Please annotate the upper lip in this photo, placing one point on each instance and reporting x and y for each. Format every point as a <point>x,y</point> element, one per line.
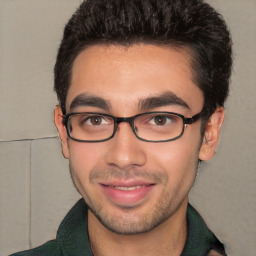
<point>126,183</point>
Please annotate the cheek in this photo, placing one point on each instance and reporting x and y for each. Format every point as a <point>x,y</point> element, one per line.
<point>179,159</point>
<point>84,157</point>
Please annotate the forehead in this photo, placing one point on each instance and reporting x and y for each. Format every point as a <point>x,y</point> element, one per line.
<point>129,74</point>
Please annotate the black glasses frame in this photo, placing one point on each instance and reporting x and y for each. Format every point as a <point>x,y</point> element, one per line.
<point>130,120</point>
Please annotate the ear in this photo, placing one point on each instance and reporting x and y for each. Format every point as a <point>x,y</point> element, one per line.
<point>58,120</point>
<point>211,134</point>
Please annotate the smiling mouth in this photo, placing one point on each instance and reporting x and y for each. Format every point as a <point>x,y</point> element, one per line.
<point>127,188</point>
<point>127,195</point>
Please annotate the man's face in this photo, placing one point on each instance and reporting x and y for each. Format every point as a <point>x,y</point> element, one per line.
<point>130,185</point>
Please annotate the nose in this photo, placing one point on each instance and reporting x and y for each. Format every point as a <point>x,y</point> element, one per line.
<point>125,149</point>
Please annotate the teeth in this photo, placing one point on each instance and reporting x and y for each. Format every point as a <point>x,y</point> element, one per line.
<point>127,188</point>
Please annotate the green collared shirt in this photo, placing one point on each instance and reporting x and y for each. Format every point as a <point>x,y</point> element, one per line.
<point>72,237</point>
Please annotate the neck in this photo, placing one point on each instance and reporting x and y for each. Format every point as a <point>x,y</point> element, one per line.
<point>166,239</point>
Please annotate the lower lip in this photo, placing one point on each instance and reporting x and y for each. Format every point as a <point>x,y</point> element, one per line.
<point>127,198</point>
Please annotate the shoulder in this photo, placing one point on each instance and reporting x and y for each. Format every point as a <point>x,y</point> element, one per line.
<point>214,253</point>
<point>50,249</point>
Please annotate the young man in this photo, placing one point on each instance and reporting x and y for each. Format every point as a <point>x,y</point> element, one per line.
<point>141,86</point>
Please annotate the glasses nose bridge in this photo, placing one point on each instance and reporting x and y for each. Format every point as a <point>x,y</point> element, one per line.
<point>124,120</point>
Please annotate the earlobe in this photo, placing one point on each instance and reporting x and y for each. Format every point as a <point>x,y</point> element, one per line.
<point>58,120</point>
<point>211,134</point>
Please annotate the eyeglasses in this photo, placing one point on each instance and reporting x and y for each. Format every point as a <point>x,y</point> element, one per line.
<point>151,126</point>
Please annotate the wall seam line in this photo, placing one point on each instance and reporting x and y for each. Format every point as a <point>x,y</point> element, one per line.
<point>30,195</point>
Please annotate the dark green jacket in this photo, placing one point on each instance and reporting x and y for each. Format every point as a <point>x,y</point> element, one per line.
<point>72,237</point>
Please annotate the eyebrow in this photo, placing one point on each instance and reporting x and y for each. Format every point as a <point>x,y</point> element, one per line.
<point>164,99</point>
<point>85,99</point>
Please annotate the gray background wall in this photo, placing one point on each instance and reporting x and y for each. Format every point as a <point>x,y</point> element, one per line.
<point>35,188</point>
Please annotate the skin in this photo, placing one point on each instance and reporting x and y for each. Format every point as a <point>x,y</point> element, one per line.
<point>155,223</point>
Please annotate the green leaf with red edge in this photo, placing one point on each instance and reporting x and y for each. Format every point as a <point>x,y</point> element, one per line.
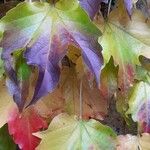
<point>139,105</point>
<point>22,125</point>
<point>6,141</point>
<point>67,132</point>
<point>122,40</point>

• • •

Task statement
The records above are to be transcribed word for word. Skip the images.

Expected answer
Please annotate the upper lip in this photo, placing one point on each instance and reporting x and y for each. Format every point as a <point>x,y</point> element, one per line.
<point>126,183</point>
Please annotate the cheek in this photo, placing one point on each instance and reporting x and y for each. Format every point as a <point>x,y</point> element, one per line.
<point>179,159</point>
<point>84,157</point>
Please annotate the forehead in this photo, placing one point on each instance and reporting x and y for each. Format every point as a <point>x,y</point> element, one per line.
<point>129,74</point>
Please annotate the black glasses frame in this photo, placing one point on each instance and reporting x and y for each. Format every point as a <point>x,y</point> element, one per line.
<point>130,120</point>
Please annotate the ear in this photo, placing one point on each instance and reporting x and y for each. Format every point as a <point>x,y</point> element, one per line.
<point>58,120</point>
<point>211,134</point>
Please annotate the smiling mouth in this photo, placing one point on each instance and reporting x and y for each. Format every point as a <point>x,y</point> element, one per line.
<point>127,188</point>
<point>127,195</point>
Please annotate the man's face in this photo, placing one point on each instance and reporting x and y for each. Format every point as a <point>x,y</point> element, one per line.
<point>130,185</point>
Please annotate the nose in this photo, placing one point on each instance and reporting x and y for each. Format every point as a <point>x,y</point> element, one per line.
<point>125,149</point>
Please annotate the teeth in this photo, placing one point on each instance and reporting x and y for each. Format every point as a <point>x,y</point> element, one per line.
<point>127,188</point>
Please annotate the green collared shirt in this photo, placing one point on each instance and reporting x and y for each. Format every point as a <point>x,y</point> element, one per line.
<point>72,237</point>
Please annotate the neck in this photo, placing one point on each instance and reporting x and y for each. Format every point as a <point>x,y</point> element, one per line.
<point>166,239</point>
Please annotate the lower lip in this photo, placing one point on each instance and reporting x and y for each. Format every point as a <point>x,y</point> element, one per line.
<point>127,198</point>
Please annotate the shoulder in this photo, placing one point on each instance and reporting x and y for each. Format every point as a <point>x,y</point> element, one per line.
<point>214,253</point>
<point>50,249</point>
Please annotate the young man in this photo, placing one point on each instance and reporting x and y for each. Format every point as a <point>x,y</point> element, one per line.
<point>141,86</point>
Please annotate the glasses nose bridge in this photo, placing one point on each instance and reporting x and y for each. Format every point as a <point>x,y</point> element, one per line.
<point>124,120</point>
Please annotate the earlobe in this photo, placing one point on each instance and reporting x and y for each. Format every point as a <point>x,y</point> element, one per line.
<point>58,120</point>
<point>211,134</point>
Please annotate the eyeglasses in this photo, placing one point on each instance and reporting x and y for each. Format every point as a <point>x,y</point> element, one per line.
<point>151,126</point>
Please annotate the wall seam line in this photo, placing one point on each instance and reporting x and y for each. Format every point as a <point>x,y</point> element, one per line.
<point>30,195</point>
Please annotate the dark green jacket in this photo, placing one point on each instance and reporting x and y for each. Format every point as a <point>x,y</point> element, one per line.
<point>72,237</point>
Please annotate the eyebrow in this photo, placing one point on each instance and reporting x and y for each. Format every point as a <point>x,y</point> element, one per line.
<point>164,99</point>
<point>85,99</point>
Please annotate the gray background wall in this photo, placing one point on each instance and reporting x and y for each. Format every point as a <point>x,y</point> element, one per line.
<point>35,188</point>
Please annotate the skin in this photo, placing one point on each instance and reporting x and y for each. Format every point as a <point>x,y</point> element, one per line.
<point>155,223</point>
Please annotate the green leaf with red edge in this photo, placing one point on each instance and reporting x and y for each. Format every point as a <point>x,y</point> element, one per line.
<point>139,105</point>
<point>22,125</point>
<point>6,141</point>
<point>67,132</point>
<point>122,40</point>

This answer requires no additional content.